Brano di testo.

---+---

Si defila da questo trend e con eleganza, Guido, ma la spesa (70/80 euro) può essere giustificata dalla qualità della materia prima e dal “risparmio” del non recarsi fino Miramare (ma io domando: è più triste una gita sulla Riviera Adriatica o mangiare in un supermercato?).
La filosofia Eataly dove si mangia in mezzo alla gente che cerca un libro o un barattolo di sugo, anche se con spazi più rarefatti, permane.
Sarà forse un mio problema ma per me la ristorazione è un’altra cosa. La ristorazione bolognese è vagamente rappresentata da qualche primo piatto di Amerigo. D’altra parte la bolognesità non è prevista da Fico, per stessa ammissione di Farinetti & C.
E allora mi chiedo a chi, a medio lungo termine, placata l’ondata di curiosità e pubblicitaria, possa interessare una macchina così faraonica o, se preferite, una siffata americanata…?
Da bolognese, personalmente, preferirò cercare sfiziosità che solo in parte posso trovare da FICO, ma che sono certezza se cercate nelle giuste botteghe, senza spostarmi più di tanto e, magari, senza svenarmi. Il centro di Bologna offre qualitativamente tanto, ma tanto di più! Se poi avessi una famiglia con cui fare conti a fine mese eviterei assolutamente un posto (caro) come FICO preferendo i soliti, caotici ma rassicuranti supermercati, non necessariamente Coop.

---+---

Estratti dei dati.
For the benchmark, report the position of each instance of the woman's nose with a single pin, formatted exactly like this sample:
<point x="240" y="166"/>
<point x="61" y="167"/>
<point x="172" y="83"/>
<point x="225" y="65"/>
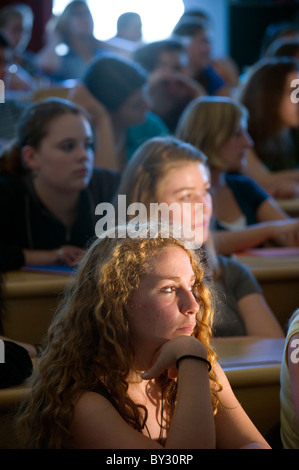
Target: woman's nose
<point x="188" y="303"/>
<point x="247" y="139"/>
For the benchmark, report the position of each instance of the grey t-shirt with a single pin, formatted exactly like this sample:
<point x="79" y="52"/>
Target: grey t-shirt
<point x="236" y="282"/>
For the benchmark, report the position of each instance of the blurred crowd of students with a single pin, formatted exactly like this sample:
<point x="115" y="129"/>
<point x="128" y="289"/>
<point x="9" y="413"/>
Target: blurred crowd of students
<point x="124" y="104"/>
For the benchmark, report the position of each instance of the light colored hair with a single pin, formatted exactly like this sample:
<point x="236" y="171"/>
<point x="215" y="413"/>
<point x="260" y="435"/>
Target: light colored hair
<point x="208" y="123"/>
<point x="89" y="342"/>
<point x="144" y="175"/>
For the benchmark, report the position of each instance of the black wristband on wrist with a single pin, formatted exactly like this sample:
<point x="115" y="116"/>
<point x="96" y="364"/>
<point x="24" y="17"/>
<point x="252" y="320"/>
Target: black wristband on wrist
<point x="190" y="356"/>
<point x="39" y="349"/>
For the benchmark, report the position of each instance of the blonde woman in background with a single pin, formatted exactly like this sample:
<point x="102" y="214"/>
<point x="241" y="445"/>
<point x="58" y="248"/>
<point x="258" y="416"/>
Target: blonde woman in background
<point x="245" y="215"/>
<point x="166" y="170"/>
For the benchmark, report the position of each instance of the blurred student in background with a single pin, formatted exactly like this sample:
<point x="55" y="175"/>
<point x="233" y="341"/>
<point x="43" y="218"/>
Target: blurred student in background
<point x="113" y="91"/>
<point x="245" y="215"/>
<point x="271" y="99"/>
<point x="49" y="188"/>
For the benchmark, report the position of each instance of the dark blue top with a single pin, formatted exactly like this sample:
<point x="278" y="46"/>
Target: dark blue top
<point x="248" y="194"/>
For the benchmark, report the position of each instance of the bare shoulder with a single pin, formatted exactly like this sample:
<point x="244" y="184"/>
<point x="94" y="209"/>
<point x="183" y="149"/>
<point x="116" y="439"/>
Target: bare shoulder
<point x="97" y="424"/>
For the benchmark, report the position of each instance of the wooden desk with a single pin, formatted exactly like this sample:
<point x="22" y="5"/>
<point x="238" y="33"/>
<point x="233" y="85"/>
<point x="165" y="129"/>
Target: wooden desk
<point x="252" y="366"/>
<point x="279" y="278"/>
<point x="30" y="300"/>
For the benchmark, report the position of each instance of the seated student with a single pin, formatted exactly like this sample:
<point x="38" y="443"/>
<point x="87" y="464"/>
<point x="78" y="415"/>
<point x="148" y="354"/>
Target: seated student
<point x="166" y="170"/>
<point x="224" y="66"/>
<point x="11" y="110"/>
<point x="194" y="32"/>
<point x="139" y="314"/>
<point x="49" y="188"/>
<point x="170" y="88"/>
<point x="289" y="380"/>
<point x="71" y="43"/>
<point x="284" y="48"/>
<point x="246" y="216"/>
<point x="277" y="31"/>
<point x="16" y="23"/>
<point x="114" y="95"/>
<point x="128" y="34"/>
<point x="273" y="118"/>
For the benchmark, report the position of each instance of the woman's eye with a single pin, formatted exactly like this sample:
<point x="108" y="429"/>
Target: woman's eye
<point x="168" y="289"/>
<point x="67" y="147"/>
<point x="89" y="145"/>
<point x="186" y="197"/>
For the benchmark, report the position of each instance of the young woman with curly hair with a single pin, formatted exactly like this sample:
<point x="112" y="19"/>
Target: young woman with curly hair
<point x="128" y="361"/>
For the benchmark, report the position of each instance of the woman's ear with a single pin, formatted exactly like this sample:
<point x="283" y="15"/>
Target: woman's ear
<point x="29" y="157"/>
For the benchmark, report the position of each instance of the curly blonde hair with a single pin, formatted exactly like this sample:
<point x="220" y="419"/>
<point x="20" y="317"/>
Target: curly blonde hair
<point x="89" y="341"/>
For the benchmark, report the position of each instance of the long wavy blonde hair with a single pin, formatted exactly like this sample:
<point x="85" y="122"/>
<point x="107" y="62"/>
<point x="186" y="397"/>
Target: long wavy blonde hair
<point x="89" y="341"/>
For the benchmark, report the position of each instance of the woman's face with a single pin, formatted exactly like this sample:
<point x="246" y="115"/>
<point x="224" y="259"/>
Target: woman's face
<point x="187" y="185"/>
<point x="289" y="111"/>
<point x="81" y="22"/>
<point x="132" y="112"/>
<point x="234" y="152"/>
<point x="64" y="159"/>
<point x="163" y="306"/>
<point x="199" y="51"/>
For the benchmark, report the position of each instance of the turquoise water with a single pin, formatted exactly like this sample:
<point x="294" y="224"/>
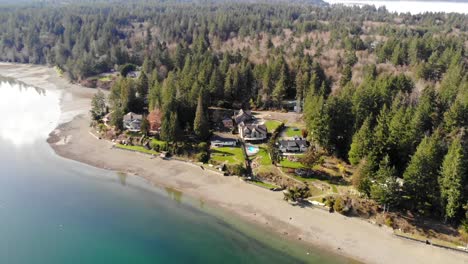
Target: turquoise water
<point x="54" y="210"/>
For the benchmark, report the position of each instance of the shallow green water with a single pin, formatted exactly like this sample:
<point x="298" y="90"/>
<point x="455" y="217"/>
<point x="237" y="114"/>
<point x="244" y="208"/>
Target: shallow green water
<point x="54" y="210"/>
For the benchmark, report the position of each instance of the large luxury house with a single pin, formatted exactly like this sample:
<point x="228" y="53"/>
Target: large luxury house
<point x="154" y="119"/>
<point x="243" y="117"/>
<point x="132" y="122"/>
<point x="252" y="132"/>
<point x="295" y="145"/>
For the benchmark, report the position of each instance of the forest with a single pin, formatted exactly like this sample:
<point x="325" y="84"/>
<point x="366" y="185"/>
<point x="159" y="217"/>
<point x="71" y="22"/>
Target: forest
<point x="385" y="92"/>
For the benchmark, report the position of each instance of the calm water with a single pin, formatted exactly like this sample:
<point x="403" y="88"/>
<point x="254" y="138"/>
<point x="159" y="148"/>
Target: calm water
<point x="54" y="210"/>
<point x="413" y="7"/>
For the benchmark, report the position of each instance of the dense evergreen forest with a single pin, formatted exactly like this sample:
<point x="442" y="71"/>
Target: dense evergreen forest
<point x="387" y="93"/>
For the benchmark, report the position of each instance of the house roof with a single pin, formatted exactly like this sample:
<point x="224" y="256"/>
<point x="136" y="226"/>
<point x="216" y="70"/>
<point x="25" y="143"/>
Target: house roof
<point x="155" y="116"/>
<point x="248" y="128"/>
<point x="242" y="116"/>
<point x="290" y="144"/>
<point x="131" y="116"/>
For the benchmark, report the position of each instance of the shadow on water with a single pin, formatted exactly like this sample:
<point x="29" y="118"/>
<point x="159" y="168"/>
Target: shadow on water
<point x="174" y="194"/>
<point x="122" y="178"/>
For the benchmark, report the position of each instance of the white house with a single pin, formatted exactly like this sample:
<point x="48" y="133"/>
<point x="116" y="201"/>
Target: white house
<point x="132" y="122"/>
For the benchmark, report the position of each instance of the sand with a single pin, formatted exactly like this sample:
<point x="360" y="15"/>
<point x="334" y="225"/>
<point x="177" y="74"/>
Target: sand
<point x="351" y="237"/>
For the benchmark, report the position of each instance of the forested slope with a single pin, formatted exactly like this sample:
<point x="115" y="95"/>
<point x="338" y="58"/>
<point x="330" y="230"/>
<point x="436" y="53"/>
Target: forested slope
<point x="387" y="93"/>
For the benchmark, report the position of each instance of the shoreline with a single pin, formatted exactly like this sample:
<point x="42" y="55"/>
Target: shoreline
<point x="349" y="237"/>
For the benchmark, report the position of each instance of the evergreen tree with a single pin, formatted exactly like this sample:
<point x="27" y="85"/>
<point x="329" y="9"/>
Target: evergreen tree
<point x="144" y="127"/>
<point x="421" y="175"/>
<point x="142" y="85"/>
<point x="200" y="124"/>
<point x="98" y="105"/>
<point x="386" y="189"/>
<point x="280" y="90"/>
<point x="317" y="120"/>
<point x="362" y="143"/>
<point x="346" y="76"/>
<point x="453" y="179"/>
<point x="117" y="119"/>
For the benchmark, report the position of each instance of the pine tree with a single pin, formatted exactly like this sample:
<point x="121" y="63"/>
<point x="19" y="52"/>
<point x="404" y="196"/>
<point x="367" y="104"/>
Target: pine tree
<point x="142" y="85"/>
<point x="98" y="105"/>
<point x="144" y="127"/>
<point x="362" y="143"/>
<point x="346" y="76"/>
<point x="200" y="124"/>
<point x="117" y="119"/>
<point x="386" y="189"/>
<point x="280" y="90"/>
<point x="421" y="175"/>
<point x="453" y="179"/>
<point x="317" y="120"/>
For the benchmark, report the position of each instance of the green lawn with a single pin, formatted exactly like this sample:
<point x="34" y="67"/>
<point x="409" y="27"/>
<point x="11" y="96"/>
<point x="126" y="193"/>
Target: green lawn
<point x="291" y="164"/>
<point x="137" y="149"/>
<point x="263" y="156"/>
<point x="272" y="125"/>
<point x="229" y="155"/>
<point x="292" y="132"/>
<point x="156" y="141"/>
<point x="105" y="78"/>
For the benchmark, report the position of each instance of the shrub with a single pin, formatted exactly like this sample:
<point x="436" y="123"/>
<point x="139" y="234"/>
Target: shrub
<point x="125" y="69"/>
<point x="202" y="146"/>
<point x="339" y="205"/>
<point x="203" y="157"/>
<point x="389" y="222"/>
<point x="330" y="201"/>
<point x="238" y="170"/>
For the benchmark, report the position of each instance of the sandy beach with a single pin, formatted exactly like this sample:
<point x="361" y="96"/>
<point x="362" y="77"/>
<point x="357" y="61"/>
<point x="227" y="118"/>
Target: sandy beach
<point x="351" y="237"/>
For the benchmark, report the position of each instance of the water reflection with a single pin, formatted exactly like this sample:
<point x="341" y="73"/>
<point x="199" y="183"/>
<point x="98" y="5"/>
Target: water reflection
<point x="122" y="178"/>
<point x="174" y="194"/>
<point x="28" y="113"/>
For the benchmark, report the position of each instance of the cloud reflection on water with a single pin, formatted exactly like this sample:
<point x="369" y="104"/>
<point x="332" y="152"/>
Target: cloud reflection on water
<point x="27" y="113"/>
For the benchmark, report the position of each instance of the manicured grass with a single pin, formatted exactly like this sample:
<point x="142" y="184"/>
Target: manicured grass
<point x="291" y="164"/>
<point x="58" y="70"/>
<point x="106" y="78"/>
<point x="137" y="149"/>
<point x="156" y="141"/>
<point x="263" y="156"/>
<point x="292" y="132"/>
<point x="229" y="155"/>
<point x="272" y="125"/>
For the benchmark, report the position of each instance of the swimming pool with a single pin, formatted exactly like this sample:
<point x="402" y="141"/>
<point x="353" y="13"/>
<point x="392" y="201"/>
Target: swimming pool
<point x="251" y="150"/>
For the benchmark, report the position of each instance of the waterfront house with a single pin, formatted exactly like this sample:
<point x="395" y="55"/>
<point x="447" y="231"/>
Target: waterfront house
<point x="224" y="143"/>
<point x="132" y="122"/>
<point x="107" y="118"/>
<point x="154" y="119"/>
<point x="228" y="123"/>
<point x="296" y="145"/>
<point x="252" y="132"/>
<point x="243" y="116"/>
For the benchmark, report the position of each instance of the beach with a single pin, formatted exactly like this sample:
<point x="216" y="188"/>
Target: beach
<point x="351" y="237"/>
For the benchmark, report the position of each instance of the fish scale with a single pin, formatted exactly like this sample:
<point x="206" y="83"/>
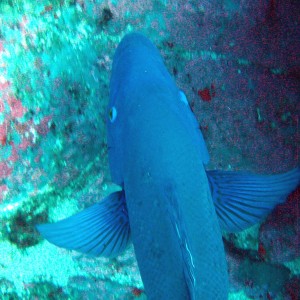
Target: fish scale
<point x="169" y="206"/>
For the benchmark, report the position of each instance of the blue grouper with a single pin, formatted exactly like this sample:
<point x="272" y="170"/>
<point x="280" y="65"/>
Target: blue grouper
<point x="169" y="206"/>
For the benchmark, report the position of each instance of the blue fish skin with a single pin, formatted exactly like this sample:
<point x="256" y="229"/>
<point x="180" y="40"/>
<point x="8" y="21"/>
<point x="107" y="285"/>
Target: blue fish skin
<point x="174" y="227"/>
<point x="169" y="206"/>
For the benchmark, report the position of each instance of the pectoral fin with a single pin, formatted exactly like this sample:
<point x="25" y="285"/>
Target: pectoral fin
<point x="243" y="199"/>
<point x="102" y="229"/>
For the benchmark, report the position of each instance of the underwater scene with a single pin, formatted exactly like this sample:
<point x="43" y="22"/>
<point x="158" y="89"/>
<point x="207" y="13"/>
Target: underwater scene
<point x="168" y="131"/>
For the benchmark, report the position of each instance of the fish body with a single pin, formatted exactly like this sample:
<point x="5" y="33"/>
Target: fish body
<point x="171" y="208"/>
<point x="163" y="171"/>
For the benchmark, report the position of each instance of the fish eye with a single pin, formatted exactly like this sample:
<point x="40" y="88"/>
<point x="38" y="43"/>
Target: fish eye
<point x="182" y="97"/>
<point x="112" y="114"/>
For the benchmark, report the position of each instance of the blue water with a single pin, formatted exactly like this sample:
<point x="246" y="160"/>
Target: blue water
<point x="238" y="64"/>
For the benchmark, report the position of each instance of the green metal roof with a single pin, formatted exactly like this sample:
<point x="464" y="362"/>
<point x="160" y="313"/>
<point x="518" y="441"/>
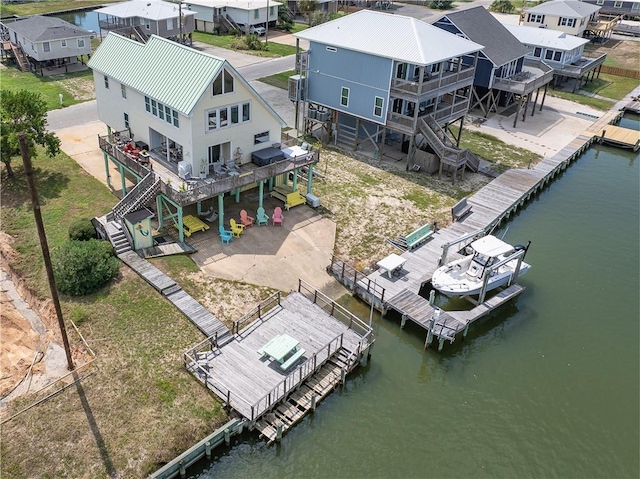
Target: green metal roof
<point x="158" y="69"/>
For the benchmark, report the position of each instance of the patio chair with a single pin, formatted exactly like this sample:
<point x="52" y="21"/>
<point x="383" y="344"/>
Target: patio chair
<point x="236" y="229"/>
<point x="277" y="217"/>
<point x="262" y="217"/>
<point x="225" y="235"/>
<point x="245" y="219"/>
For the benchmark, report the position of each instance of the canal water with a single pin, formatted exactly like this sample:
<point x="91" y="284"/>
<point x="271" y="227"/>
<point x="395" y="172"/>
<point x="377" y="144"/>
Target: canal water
<point x="548" y="386"/>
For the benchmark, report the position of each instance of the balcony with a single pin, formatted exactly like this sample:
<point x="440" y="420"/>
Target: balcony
<point x="534" y="74"/>
<point x="186" y="192"/>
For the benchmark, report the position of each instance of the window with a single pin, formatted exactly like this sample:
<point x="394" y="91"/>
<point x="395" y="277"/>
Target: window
<point x="377" y="106"/>
<point x="223" y="83"/>
<point x="261" y="138"/>
<point x="536" y="18"/>
<point x="344" y="96"/>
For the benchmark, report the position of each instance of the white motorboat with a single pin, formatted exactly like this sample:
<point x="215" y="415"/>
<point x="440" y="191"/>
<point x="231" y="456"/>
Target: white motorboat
<point x="489" y="257"/>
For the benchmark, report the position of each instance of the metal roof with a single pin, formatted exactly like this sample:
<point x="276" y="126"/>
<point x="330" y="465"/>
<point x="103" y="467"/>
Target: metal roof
<point x="565" y="8"/>
<point x="386" y="35"/>
<point x="544" y="37"/>
<point x="149" y="9"/>
<point x="41" y="29"/>
<point x="237" y="4"/>
<point x="479" y="26"/>
<point x="158" y="69"/>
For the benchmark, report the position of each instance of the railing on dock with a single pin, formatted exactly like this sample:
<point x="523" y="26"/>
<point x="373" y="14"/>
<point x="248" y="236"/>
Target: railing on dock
<point x="295" y="379"/>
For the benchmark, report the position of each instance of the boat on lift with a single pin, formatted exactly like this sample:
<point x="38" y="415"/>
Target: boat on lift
<point x="489" y="258"/>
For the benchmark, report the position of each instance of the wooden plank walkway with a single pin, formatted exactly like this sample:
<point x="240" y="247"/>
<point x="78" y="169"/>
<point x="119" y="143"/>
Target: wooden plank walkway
<point x="194" y="311"/>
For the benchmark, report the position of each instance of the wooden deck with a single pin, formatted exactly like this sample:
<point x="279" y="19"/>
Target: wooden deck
<point x="194" y="311"/>
<point x="256" y="387"/>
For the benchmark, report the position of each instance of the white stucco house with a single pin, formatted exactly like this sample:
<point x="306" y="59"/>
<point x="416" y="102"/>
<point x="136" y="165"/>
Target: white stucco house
<point x="200" y="110"/>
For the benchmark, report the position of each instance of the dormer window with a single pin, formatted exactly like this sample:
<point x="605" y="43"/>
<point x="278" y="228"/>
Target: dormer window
<point x="223" y="83"/>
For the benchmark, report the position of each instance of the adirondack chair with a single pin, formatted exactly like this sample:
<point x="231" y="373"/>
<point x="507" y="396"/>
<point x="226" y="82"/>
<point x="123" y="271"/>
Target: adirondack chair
<point x="225" y="235"/>
<point x="277" y="217"/>
<point x="262" y="217"/>
<point x="245" y="219"/>
<point x="236" y="229"/>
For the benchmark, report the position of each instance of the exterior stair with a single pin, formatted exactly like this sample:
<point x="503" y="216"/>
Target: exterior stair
<point x="137" y="197"/>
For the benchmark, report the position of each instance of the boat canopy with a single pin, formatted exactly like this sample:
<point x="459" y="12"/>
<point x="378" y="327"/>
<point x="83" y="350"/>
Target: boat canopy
<point x="491" y="246"/>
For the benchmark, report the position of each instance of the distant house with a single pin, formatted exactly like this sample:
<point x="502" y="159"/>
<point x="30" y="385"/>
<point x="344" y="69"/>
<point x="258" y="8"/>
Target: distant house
<point x="228" y="15"/>
<point x="140" y="19"/>
<point x="372" y="77"/>
<point x="564" y="53"/>
<point x="194" y="117"/>
<point x="569" y="16"/>
<point x="49" y="41"/>
<point x="628" y="8"/>
<point x="503" y="74"/>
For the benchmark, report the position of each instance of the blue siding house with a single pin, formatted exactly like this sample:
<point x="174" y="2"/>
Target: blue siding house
<point x="391" y="82"/>
<point x="504" y="75"/>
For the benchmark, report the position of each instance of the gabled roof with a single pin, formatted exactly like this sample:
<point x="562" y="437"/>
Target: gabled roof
<point x="564" y="8"/>
<point x="390" y="36"/>
<point x="544" y="37"/>
<point x="149" y="9"/>
<point x="479" y="26"/>
<point x="42" y="29"/>
<point x="173" y="74"/>
<point x="237" y="4"/>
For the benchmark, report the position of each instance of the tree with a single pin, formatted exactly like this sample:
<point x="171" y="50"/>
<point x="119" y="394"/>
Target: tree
<point x="307" y="7"/>
<point x="24" y="111"/>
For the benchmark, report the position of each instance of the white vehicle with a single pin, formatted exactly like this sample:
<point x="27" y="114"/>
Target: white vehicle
<point x="488" y="256"/>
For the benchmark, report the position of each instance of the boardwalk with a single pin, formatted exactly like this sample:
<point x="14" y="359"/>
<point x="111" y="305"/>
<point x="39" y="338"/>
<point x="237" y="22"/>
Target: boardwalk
<point x="194" y="311"/>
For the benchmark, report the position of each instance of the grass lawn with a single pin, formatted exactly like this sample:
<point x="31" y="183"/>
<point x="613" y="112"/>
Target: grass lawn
<point x="46" y="6"/>
<point x="141" y="407"/>
<point x="226" y="41"/>
<point x="280" y="80"/>
<point x="74" y="87"/>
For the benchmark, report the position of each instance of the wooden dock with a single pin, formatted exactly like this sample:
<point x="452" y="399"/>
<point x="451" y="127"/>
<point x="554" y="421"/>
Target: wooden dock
<point x="256" y="387"/>
<point x="194" y="311"/>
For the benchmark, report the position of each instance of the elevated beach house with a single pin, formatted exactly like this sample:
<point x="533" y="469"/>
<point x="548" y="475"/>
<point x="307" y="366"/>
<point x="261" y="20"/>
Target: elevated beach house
<point x="228" y="15"/>
<point x="139" y="19"/>
<point x="372" y="78"/>
<point x="39" y="42"/>
<point x="504" y="76"/>
<point x="561" y="51"/>
<point x="187" y="135"/>
<point x="568" y="16"/>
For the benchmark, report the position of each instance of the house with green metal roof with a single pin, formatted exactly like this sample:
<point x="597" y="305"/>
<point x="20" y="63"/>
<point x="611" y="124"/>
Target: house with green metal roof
<point x="189" y="122"/>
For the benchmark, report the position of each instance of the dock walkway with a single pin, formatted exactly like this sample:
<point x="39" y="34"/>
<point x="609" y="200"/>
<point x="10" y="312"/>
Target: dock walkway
<point x="194" y="311"/>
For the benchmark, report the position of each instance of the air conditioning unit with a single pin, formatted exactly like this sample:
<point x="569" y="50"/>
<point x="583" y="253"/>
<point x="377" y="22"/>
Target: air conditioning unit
<point x="296" y="88"/>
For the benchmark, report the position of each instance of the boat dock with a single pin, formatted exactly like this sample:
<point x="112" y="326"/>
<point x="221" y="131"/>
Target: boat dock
<point x="490" y="206"/>
<point x="272" y="393"/>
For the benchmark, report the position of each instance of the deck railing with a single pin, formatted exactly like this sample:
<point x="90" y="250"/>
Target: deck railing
<point x="257" y="312"/>
<point x="296" y="378"/>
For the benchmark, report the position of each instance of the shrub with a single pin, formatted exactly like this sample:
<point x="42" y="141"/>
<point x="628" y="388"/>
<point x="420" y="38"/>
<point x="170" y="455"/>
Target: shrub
<point x="82" y="230"/>
<point x="83" y="267"/>
<point x="502" y="6"/>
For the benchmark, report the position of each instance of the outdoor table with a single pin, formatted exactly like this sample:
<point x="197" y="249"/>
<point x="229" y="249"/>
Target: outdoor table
<point x="391" y="264"/>
<point x="279" y="347"/>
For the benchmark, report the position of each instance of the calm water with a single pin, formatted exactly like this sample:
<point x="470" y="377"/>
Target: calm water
<point x="546" y="387"/>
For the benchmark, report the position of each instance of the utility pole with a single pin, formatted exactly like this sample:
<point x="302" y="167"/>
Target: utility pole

---+---

Elenco dei compiti.
**A)** Rispondi alle domande seguenti sul brano dedicato a FICO, basandoti solo su ciò che vi è scritto.
(i) Quanto si spende da Guido?
(ii) Di chi sono i primi piatti che rappresentano vagamente la ristorazione bolognese?
(iii) Dove andrebbe a fare la spesa chi scrive, se avesse una famiglia con cui fare i conti a fine mese?
**B)** Prosegui il brano su FICO a partire dall'ultima frase riportata, con lo stesso tono.

Risposte ai compiti.
**A)**
(i) Da 70 a 80 euro.
(ii) Di Amerigo.
(iii) Nei soliti supermercati, caotici ma rassicuranti, non necessariamente Coop.

**B)**
Anche il progetto relativo ad un’ipotetica didattica, ovvero mostrare ai bambini o ai curiosi come avvenga la filiera dagli allevamenti, le coltivazioni fino ai prodotti finali; didattica sicuramente proposta in maniera seria e professionale, ma mi sembra comunque un concetto zoppo.
Portare tutto (colture, animali, produzion, alimenti) in un unico ambiente è un assemblamento insidioso, se non addirittura pericoloso. Qualsiasi produzione (latte, carne, formaggi, vino, frutta, verdura) deve beneficiare di luoghi, climi, terreni differenti.
In questo modello proposto da FICO, invece, viene dato il messaggio di un’omologazione che è molto simile ad una superficiale globalizzazione. Ed è questo il messaggio che vedo in FICO e, più in generale, in Eataly. Dare visibilità alle eccellenze enogastronomiche italiane in modo così generalizzato fa il male dell’enogastronomia italiana stessa. Denota superficialità e miopia. Forse un po’ di arroganza.
Può andare bene ai turisti, oggi fortunatamente tanti, mordi e fuggi che passano da Bologna: gli stessi che, con buona dosa di ingenuo pressapochismo, conoscono l’Italia per la pasta (spaghetti – non tortellini!!!), per il sugo (pomodoro, mentre il ragù è un concetto avulso), il prosciutto, il grana (Parmigiano Reggiano o Grana Padano non fa alcuna differenza per tali avventori!).
Stop! Tutte cose che trovano da FICO. Mi chiedo se questi turisti, rimanendo un giorno o poco più a Bologna, oltre che andare da FICO per trovare prodotti italiani (non bolognesi!), trovino il tempo e la voglia di farsi un giro in centro per conoscere la città e magari la vera gastronomia bolognese.
La risposta mi mette tristezza!!!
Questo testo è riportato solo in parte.